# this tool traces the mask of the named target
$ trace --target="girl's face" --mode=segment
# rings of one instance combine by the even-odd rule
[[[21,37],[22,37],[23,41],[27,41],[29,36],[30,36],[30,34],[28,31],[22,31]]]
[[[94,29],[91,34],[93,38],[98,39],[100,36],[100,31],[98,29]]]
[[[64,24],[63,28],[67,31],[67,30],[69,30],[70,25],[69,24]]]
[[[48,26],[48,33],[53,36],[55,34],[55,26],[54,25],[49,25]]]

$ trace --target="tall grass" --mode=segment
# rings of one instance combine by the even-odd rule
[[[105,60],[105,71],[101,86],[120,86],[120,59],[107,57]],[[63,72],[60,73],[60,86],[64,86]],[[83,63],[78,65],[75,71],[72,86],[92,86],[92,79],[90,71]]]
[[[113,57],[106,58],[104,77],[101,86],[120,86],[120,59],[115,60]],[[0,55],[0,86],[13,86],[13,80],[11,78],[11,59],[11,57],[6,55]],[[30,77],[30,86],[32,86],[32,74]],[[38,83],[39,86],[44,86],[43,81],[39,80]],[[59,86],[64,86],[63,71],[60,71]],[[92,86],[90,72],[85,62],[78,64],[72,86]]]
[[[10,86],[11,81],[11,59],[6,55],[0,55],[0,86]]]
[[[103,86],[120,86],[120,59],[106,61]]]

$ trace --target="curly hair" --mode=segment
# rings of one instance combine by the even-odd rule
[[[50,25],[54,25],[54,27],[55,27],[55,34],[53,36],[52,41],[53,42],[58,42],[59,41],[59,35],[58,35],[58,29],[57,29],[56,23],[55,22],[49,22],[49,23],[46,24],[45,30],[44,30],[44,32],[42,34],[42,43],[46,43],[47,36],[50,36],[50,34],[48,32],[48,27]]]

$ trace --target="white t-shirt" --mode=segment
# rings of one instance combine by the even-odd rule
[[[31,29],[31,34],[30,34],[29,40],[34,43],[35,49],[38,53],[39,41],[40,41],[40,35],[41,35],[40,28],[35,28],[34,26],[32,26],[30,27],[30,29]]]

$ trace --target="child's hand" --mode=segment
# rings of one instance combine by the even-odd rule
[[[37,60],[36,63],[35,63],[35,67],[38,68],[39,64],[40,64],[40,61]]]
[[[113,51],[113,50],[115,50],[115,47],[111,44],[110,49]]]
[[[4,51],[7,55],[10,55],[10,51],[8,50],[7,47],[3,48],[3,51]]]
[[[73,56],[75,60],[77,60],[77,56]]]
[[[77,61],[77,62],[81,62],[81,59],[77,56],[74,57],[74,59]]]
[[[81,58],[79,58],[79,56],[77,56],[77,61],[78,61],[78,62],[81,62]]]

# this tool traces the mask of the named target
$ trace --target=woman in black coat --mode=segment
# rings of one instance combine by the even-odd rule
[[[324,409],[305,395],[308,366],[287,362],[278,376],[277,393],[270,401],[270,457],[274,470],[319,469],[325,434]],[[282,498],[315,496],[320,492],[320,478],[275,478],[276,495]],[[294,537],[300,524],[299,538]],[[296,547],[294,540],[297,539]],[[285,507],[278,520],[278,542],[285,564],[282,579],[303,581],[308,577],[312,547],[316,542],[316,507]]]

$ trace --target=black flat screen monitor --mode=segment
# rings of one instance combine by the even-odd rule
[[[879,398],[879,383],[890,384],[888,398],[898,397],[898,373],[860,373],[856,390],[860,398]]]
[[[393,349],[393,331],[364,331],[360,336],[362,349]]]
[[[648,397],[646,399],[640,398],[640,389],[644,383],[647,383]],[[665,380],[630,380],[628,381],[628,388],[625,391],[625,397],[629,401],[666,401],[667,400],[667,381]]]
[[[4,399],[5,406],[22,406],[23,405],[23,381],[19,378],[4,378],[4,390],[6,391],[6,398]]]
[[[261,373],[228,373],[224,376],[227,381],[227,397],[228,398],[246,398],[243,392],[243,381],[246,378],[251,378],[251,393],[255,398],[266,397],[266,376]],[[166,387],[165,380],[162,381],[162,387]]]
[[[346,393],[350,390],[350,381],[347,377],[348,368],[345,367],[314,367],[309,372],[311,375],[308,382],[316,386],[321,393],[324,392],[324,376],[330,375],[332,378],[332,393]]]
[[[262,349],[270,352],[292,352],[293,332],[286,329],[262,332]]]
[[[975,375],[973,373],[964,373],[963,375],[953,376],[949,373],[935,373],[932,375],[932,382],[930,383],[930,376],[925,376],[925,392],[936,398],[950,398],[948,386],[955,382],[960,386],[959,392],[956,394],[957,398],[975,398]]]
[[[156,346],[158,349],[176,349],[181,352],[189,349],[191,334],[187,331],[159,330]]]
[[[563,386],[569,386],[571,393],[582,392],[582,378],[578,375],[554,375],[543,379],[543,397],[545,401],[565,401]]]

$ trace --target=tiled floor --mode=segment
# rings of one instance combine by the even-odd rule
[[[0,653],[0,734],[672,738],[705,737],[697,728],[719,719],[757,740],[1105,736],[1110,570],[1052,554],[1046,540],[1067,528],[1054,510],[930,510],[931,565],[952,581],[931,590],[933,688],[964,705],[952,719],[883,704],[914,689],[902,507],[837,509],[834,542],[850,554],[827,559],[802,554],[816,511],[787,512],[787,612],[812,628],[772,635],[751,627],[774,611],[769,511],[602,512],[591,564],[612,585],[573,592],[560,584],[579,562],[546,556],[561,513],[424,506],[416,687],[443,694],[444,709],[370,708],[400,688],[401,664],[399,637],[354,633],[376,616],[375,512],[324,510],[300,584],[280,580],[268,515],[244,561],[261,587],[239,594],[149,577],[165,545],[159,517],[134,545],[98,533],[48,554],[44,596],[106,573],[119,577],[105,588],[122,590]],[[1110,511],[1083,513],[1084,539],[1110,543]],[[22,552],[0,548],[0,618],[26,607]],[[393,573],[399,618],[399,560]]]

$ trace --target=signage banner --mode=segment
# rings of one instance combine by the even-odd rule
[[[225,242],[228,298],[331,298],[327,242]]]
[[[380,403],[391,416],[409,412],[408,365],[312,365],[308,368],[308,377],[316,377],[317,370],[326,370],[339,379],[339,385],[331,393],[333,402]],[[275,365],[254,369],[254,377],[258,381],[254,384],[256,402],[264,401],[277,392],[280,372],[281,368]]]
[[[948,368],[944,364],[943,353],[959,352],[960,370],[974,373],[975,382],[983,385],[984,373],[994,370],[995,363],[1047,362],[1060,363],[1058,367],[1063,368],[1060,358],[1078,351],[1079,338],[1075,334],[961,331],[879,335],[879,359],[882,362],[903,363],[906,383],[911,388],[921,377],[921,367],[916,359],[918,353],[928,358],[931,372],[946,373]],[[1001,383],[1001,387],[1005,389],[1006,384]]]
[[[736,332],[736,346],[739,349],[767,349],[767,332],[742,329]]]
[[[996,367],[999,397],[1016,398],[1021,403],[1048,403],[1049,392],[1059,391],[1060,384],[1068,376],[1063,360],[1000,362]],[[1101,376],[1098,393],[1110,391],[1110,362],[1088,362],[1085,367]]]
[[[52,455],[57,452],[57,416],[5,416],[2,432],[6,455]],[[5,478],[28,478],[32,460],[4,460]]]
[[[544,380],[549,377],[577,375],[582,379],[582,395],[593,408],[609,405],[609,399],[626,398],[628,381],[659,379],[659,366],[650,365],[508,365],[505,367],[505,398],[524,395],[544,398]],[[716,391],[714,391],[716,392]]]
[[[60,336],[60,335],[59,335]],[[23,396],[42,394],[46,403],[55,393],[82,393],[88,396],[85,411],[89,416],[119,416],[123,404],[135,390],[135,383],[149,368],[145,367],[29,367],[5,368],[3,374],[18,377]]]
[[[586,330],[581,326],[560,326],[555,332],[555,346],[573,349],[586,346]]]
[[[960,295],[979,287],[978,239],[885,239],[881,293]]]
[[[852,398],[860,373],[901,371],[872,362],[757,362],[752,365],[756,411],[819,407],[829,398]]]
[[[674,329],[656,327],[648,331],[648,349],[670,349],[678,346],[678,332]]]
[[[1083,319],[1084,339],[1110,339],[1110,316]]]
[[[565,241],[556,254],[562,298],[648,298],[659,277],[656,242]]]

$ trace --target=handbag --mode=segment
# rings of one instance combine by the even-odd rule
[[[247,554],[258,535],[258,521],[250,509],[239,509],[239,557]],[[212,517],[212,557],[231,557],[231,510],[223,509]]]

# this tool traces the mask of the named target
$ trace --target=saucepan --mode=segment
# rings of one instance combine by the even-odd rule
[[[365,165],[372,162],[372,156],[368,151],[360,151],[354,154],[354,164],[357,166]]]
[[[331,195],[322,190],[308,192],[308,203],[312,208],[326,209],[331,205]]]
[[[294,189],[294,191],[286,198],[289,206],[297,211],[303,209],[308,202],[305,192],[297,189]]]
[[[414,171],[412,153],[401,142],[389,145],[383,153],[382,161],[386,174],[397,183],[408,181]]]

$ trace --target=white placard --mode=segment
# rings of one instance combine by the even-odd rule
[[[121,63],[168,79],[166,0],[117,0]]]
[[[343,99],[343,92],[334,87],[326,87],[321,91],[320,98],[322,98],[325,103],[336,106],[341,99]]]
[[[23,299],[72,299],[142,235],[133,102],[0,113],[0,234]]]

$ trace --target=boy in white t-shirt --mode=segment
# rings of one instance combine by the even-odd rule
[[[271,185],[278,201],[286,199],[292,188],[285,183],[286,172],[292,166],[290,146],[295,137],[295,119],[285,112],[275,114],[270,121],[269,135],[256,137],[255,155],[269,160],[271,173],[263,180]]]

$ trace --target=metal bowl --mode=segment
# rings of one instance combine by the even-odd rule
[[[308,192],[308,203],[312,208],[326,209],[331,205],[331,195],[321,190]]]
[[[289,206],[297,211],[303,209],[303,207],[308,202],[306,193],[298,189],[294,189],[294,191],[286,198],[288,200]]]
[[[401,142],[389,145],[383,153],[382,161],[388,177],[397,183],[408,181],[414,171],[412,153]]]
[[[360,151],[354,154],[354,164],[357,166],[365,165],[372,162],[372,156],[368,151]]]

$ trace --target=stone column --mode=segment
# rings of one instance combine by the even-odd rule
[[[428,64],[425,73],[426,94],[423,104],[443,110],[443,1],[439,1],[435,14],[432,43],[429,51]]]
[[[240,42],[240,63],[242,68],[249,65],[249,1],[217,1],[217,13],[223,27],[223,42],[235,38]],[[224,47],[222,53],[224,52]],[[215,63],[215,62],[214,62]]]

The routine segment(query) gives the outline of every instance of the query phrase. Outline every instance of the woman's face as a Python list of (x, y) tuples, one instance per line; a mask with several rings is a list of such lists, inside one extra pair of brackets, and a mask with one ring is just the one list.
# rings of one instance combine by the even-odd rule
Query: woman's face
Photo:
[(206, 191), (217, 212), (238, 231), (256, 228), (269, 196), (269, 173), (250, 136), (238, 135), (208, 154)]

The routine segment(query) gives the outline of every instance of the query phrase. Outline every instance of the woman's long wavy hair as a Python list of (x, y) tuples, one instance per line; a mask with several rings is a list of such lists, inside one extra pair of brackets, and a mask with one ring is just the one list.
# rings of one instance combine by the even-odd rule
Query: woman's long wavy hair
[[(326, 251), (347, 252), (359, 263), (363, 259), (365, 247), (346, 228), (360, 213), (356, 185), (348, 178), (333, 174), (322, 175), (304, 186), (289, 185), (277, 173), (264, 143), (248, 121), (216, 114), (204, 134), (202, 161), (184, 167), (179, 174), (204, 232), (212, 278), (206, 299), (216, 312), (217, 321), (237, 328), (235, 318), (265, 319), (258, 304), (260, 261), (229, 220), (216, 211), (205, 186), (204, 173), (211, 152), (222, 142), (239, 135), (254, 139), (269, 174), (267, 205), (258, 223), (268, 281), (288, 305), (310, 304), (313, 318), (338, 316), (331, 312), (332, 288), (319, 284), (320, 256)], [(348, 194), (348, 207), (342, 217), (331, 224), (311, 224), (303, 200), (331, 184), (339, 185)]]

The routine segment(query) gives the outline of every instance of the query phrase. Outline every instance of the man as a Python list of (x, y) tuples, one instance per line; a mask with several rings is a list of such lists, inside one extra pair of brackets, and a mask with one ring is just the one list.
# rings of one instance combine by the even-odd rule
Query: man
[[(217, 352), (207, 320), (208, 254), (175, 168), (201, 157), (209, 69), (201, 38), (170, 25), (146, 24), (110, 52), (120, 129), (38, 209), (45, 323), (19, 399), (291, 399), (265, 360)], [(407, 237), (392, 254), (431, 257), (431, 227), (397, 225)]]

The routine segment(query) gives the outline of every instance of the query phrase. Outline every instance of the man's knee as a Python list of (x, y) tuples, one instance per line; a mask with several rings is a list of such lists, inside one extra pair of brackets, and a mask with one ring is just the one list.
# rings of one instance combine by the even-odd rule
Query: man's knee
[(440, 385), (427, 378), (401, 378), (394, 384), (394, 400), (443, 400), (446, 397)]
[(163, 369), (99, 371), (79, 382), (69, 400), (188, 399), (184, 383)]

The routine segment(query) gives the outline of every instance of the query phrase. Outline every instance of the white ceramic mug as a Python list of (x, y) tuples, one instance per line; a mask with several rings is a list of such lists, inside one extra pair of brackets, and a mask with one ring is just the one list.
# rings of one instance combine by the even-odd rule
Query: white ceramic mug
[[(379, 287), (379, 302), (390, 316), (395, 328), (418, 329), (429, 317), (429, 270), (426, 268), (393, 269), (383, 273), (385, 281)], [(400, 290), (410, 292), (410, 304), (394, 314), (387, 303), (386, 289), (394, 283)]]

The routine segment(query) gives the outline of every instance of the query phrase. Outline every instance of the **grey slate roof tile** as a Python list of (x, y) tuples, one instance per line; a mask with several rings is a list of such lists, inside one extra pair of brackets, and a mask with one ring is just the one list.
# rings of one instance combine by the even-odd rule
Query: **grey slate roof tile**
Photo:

--

▶ Aim of the task:
Lines above with the word "every" should be counted, and the reply is that count alone.

▶ Task solution:
6